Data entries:
## start

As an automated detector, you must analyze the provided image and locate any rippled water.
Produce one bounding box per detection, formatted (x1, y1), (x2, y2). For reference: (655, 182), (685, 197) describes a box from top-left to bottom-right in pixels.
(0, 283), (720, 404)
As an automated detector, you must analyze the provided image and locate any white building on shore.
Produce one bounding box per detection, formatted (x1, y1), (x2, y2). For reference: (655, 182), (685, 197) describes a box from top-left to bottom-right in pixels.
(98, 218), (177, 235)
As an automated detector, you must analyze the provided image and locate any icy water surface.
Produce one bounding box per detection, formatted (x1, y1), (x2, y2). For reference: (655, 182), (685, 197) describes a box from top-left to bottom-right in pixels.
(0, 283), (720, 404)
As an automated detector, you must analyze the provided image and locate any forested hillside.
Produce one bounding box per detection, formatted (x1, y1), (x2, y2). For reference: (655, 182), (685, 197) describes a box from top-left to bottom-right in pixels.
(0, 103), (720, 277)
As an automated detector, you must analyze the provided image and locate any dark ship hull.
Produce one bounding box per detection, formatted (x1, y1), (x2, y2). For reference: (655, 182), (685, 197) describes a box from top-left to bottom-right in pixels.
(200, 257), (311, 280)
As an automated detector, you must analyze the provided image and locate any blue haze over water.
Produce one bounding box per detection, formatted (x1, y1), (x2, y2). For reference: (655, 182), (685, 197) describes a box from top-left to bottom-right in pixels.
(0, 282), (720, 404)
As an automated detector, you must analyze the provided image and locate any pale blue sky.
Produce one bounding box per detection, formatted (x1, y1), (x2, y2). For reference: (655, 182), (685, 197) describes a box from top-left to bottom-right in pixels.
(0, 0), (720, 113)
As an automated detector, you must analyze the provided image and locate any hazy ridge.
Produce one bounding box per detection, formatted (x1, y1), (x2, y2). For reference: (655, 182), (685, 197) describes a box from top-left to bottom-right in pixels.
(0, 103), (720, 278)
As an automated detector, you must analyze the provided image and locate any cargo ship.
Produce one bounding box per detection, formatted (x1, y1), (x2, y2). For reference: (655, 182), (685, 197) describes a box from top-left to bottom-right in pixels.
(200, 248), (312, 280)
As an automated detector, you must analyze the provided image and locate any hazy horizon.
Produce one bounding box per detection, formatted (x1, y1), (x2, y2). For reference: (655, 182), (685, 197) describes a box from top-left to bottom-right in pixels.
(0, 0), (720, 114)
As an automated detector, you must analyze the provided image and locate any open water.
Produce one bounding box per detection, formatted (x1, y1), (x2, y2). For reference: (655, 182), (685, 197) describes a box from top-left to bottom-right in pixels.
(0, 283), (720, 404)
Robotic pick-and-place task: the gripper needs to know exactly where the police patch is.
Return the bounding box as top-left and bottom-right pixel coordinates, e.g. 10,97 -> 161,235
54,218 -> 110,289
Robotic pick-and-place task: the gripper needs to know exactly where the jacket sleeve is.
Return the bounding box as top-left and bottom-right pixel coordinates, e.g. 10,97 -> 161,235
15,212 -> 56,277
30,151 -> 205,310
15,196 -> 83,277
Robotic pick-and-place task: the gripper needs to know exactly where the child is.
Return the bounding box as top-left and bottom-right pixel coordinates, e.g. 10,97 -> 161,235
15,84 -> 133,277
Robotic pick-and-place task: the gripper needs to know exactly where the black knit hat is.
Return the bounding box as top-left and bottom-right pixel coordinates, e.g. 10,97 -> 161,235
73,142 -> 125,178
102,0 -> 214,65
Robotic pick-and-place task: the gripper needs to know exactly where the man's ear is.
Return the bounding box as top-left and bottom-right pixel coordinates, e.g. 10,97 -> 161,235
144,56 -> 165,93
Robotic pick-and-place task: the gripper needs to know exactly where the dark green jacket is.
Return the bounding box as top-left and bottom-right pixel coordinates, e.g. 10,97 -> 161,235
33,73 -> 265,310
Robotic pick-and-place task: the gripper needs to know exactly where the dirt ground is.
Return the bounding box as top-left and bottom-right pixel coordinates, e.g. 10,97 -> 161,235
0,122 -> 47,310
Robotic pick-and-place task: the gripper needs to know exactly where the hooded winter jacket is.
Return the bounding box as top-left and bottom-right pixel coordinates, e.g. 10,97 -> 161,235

## end

EXERCISE:
Rewrite only the lines from the one with "dirt ground is." through the end of the entries, changing "gripper" to "robotic hand" and leaving everything else as it is.

WRITTEN SOLUTION:
Robotic pick-and-place task: the robotic hand needs to know exactly where the dirt ground is.
Return the bounding box as top-left and bottom-right pixel coordinates, e.g. 10,97 -> 161,235
0,122 -> 47,310
Robotic pick-and-place task: the robotic hand needs to know exactly where the hooded winter jacket is.
Return the bounding box as top-left and bottom-right pixel coordinates, e.g. 10,97 -> 161,235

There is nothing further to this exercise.